● **Material shown**
[Start of Attachment]

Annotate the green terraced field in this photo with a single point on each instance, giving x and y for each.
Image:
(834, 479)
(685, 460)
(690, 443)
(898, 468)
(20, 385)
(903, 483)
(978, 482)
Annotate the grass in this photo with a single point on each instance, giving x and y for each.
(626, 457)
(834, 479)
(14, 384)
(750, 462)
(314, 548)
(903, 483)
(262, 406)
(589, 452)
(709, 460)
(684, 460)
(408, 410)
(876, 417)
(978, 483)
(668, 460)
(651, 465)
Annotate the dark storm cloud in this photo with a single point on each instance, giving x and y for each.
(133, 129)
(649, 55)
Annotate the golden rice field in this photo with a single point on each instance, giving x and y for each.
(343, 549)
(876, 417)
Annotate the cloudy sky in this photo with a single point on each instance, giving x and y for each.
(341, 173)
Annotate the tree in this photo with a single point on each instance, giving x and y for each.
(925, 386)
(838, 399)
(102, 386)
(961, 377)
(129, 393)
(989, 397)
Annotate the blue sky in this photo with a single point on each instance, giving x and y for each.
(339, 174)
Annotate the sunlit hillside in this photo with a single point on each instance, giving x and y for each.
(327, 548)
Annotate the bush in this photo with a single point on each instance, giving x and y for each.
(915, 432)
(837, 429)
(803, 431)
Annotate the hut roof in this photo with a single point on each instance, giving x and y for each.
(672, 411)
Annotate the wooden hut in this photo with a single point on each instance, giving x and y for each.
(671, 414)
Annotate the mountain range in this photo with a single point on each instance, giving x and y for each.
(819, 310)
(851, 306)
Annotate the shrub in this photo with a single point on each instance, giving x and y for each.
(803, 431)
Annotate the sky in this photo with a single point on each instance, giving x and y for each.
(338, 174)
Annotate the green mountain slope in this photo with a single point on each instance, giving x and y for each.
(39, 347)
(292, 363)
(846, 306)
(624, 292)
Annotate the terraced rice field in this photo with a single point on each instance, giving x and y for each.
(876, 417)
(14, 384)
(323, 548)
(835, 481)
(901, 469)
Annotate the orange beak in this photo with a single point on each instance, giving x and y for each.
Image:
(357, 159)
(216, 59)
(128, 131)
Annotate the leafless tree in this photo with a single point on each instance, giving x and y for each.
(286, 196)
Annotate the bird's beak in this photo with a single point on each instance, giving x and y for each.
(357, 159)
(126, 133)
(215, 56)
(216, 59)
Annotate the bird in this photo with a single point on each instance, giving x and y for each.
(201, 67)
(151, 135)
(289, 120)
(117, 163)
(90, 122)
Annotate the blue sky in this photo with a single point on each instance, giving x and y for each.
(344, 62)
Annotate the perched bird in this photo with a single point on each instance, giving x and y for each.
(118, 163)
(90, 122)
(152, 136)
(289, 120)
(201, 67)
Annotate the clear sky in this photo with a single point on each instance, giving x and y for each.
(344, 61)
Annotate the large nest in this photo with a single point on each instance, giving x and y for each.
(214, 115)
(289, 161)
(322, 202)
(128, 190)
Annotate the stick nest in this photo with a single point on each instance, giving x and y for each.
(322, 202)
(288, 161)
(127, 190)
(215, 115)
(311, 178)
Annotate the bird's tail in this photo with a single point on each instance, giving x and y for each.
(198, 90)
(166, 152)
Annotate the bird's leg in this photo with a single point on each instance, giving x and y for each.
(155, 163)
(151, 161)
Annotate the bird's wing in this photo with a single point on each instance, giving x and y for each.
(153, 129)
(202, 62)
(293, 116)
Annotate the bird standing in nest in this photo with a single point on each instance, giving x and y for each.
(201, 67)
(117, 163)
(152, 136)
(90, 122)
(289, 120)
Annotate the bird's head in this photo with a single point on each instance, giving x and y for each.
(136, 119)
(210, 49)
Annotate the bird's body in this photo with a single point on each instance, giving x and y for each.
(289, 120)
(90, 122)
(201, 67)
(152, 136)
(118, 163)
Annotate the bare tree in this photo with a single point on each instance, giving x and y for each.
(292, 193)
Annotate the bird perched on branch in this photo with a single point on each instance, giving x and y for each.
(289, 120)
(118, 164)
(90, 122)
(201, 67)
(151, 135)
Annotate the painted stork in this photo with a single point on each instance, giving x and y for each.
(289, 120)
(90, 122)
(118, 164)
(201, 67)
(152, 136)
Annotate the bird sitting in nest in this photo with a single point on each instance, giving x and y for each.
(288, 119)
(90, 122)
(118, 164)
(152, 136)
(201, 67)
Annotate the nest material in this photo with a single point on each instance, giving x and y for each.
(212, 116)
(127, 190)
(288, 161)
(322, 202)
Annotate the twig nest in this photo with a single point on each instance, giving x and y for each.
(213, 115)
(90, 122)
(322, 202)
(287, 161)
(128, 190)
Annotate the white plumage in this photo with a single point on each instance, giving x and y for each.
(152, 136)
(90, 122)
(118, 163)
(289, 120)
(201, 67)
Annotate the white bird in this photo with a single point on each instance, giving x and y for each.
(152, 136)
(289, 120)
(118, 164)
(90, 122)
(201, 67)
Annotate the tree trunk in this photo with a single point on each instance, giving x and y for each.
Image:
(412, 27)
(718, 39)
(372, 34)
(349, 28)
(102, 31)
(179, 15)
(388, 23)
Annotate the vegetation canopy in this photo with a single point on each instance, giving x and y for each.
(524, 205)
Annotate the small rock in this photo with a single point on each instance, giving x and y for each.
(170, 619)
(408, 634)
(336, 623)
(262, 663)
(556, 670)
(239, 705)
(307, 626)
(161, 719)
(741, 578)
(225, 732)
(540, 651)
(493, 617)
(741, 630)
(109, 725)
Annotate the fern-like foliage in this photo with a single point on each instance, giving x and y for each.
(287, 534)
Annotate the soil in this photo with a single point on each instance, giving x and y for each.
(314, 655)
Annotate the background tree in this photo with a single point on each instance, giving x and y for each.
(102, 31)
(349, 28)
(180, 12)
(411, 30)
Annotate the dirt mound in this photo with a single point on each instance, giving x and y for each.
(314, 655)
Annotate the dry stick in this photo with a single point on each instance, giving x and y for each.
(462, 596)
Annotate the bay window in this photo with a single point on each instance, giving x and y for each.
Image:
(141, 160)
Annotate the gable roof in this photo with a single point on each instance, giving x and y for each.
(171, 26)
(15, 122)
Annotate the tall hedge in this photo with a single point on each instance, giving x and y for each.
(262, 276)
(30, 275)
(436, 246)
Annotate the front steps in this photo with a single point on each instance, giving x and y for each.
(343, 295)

[End of Attachment]

● **Exercise directions**
Write out the full listing exactly as given.

● **Answer box**
Annotate the green terraced field in this photo with a single point on each instance, giving x and y for each.
Image:
(834, 479)
(685, 460)
(690, 443)
(898, 468)
(20, 385)
(903, 483)
(978, 482)
Annotate the grass in this photo with a single point on each instance, giving x and y for each.
(626, 457)
(834, 479)
(14, 384)
(750, 462)
(314, 548)
(903, 483)
(262, 406)
(589, 452)
(709, 460)
(684, 460)
(408, 410)
(876, 417)
(978, 483)
(668, 460)
(651, 465)
Annotate the dark storm cloud in this photo with a single point on each instance, giving x and y for each.
(133, 129)
(649, 55)
Annotate the golden rice field in this photo with a single point on each instance, giving x and y for each.
(343, 549)
(876, 417)
Annotate the cloudy sky in this photo with a single point on each instance, giving x and y for each.
(341, 173)
Annotate the tree in this photo with a single point on each instance, giving x and y for each.
(925, 386)
(838, 399)
(102, 386)
(961, 377)
(129, 393)
(989, 397)
Annotate the blue sky in this photo with a single point on each instance, giving x and y for each.
(339, 174)
Annotate the sunlit hillside in this photo with a single point on each instance, giving x and y for each.
(327, 548)
Annotate the bush in this photo with a single point on each instance, giving x and y for each.
(915, 432)
(837, 429)
(803, 431)
Annotate the hut roof in this photo with a single point on each instance, giving x and y for each.
(672, 411)
Annotate the wooden hut in this photo with a single point on each instance, giving x and y for each.
(671, 414)
Annotate the mountain range in this photo with a single point on each instance, giving x and y for each.
(819, 310)
(851, 306)
Annotate the shrub in this photo with a single point on each instance, giving x and y for each.
(803, 431)
Annotate the sky in this photo with a single point on each instance, giving x and y for each.
(338, 174)
Annotate the green mountain slope in this photo with a single point on each instance, giving x and y for each.
(39, 347)
(292, 363)
(846, 306)
(624, 292)
Annotate the terraced rice field in this photo with a single point on each instance, giving x and y for each.
(876, 417)
(14, 384)
(323, 548)
(835, 481)
(901, 469)
Annotate the orange beak in this photo with a single point on each instance, giving x and y for each.
Image:
(357, 159)
(216, 59)
(128, 131)
Annotate the leafless tree in this photo with a single point on each instance, giving x and y for each.
(286, 196)
Annotate the bird's beak in this photo with a single point on each instance, giving x and y for each.
(357, 159)
(126, 133)
(215, 56)
(216, 59)
Annotate the bird in this photo with a single point on each instance, giving x and y for each.
(201, 67)
(151, 135)
(289, 120)
(117, 163)
(90, 122)
Annotate the blue sky in this photo with a single point on each instance, giving x and y for each.
(344, 62)
Annotate the perched bird in this photo with a single point on each instance, giving x and y for each.
(118, 163)
(90, 122)
(152, 136)
(289, 120)
(201, 67)
Annotate the clear sky in this photo with a single point on each instance, giving x and y for each.
(344, 61)
Annotate the large nest in this photo with a single point on each instance, giving x and y for each.
(214, 115)
(289, 161)
(322, 202)
(128, 190)
Annotate the stick nest in this photo with a single point on each instance, giving x and y for each.
(322, 202)
(288, 161)
(127, 190)
(215, 115)
(311, 178)
Annotate the bird's tail in this photo with a single point on each instance, giving x and y for each.
(198, 90)
(166, 152)
Annotate the bird's leg in this photo with a single point on each instance, giving x and y for each.
(155, 163)
(151, 161)
Annotate the bird's wing in this photo with a single point on each instance, giving x and y for each.
(153, 129)
(202, 62)
(293, 116)
Annotate the bird standing in nest in this photo with a single point on each instance, giving x and y for each.
(201, 67)
(117, 163)
(152, 136)
(90, 122)
(289, 120)
Annotate the bird's head in this photo with a single point on each instance, giving x and y for each.
(136, 119)
(210, 49)
Annotate the bird's body in this photo with a single point on each instance, giving x and y for each.
(289, 120)
(90, 122)
(201, 67)
(152, 136)
(118, 163)
Annotate the bare tree in this photo with a single point on each instance, giving x and y for each.
(292, 193)
Annotate the bird perched on branch in this photo with a single point on each instance, giving x and y for each.
(289, 120)
(118, 164)
(90, 122)
(201, 67)
(151, 135)
Annotate the painted stork in this photo with a single point on each instance, giving x and y for each.
(289, 120)
(90, 122)
(118, 164)
(201, 67)
(152, 136)
Annotate the bird sitting in nest in this photo with a single point on each instance, giving x and y for each.
(288, 119)
(90, 122)
(118, 164)
(152, 136)
(201, 67)
Annotate the nest material in this photo with a single point on each instance, giving x and y for each.
(212, 116)
(127, 190)
(288, 161)
(322, 202)
Annotate the twig nest in this photo with a single point on each instance, giving x and y for each.
(213, 115)
(90, 122)
(322, 202)
(287, 161)
(128, 190)
Annotate the white plumage in this photo with a single point on each instance, giving x and y for each.
(152, 136)
(90, 122)
(118, 163)
(289, 120)
(201, 67)
Annotate the white bird in this photo with a single point on each instance, giving x and y for each.
(152, 136)
(289, 120)
(118, 164)
(90, 122)
(201, 67)
Annotate the tree trunk in this photo with a single point on each instance, giving x and y for each.
Image:
(412, 27)
(718, 39)
(372, 34)
(349, 28)
(102, 31)
(179, 15)
(388, 23)
Annotate the vegetation canopy in this photo with a single point on each instance, giving x and y for each.
(524, 205)
Annotate the small rock in this photo with a single point on each instance, giving x and y for each.
(170, 619)
(408, 634)
(336, 623)
(262, 663)
(556, 670)
(239, 705)
(307, 626)
(161, 719)
(741, 578)
(225, 732)
(540, 651)
(493, 617)
(741, 630)
(109, 725)
Annotate the fern-like foliage in this photo with a single point on each instance, giving x and y for each.
(287, 534)
Annotate the soil in this photo with a single point on each instance, giving x and y for each.
(314, 655)
Annotate the background tree in this photo with a single point on each instance, giving x and y for each.
(102, 31)
(349, 28)
(180, 12)
(411, 30)
Annotate the dirt mound in this photo with a single point on each instance, giving x and y for each.
(314, 655)
Annotate the dry stick in this photo with a single point on each instance, giving x and y for each.
(462, 596)
Annotate the bay window in this photo with a single point on each instance, giving x and y for each.
Image:
(141, 160)
Annotate the gable roof in this photo with a single point on each instance, giving x and y for each.
(171, 26)
(15, 122)
Annotate the tall hedge in this photo with a single point on each instance, giving x and y for each.
(262, 276)
(30, 275)
(436, 246)
Annotate the front steps in this photo with a single point on each instance, giving x and y for each.
(343, 295)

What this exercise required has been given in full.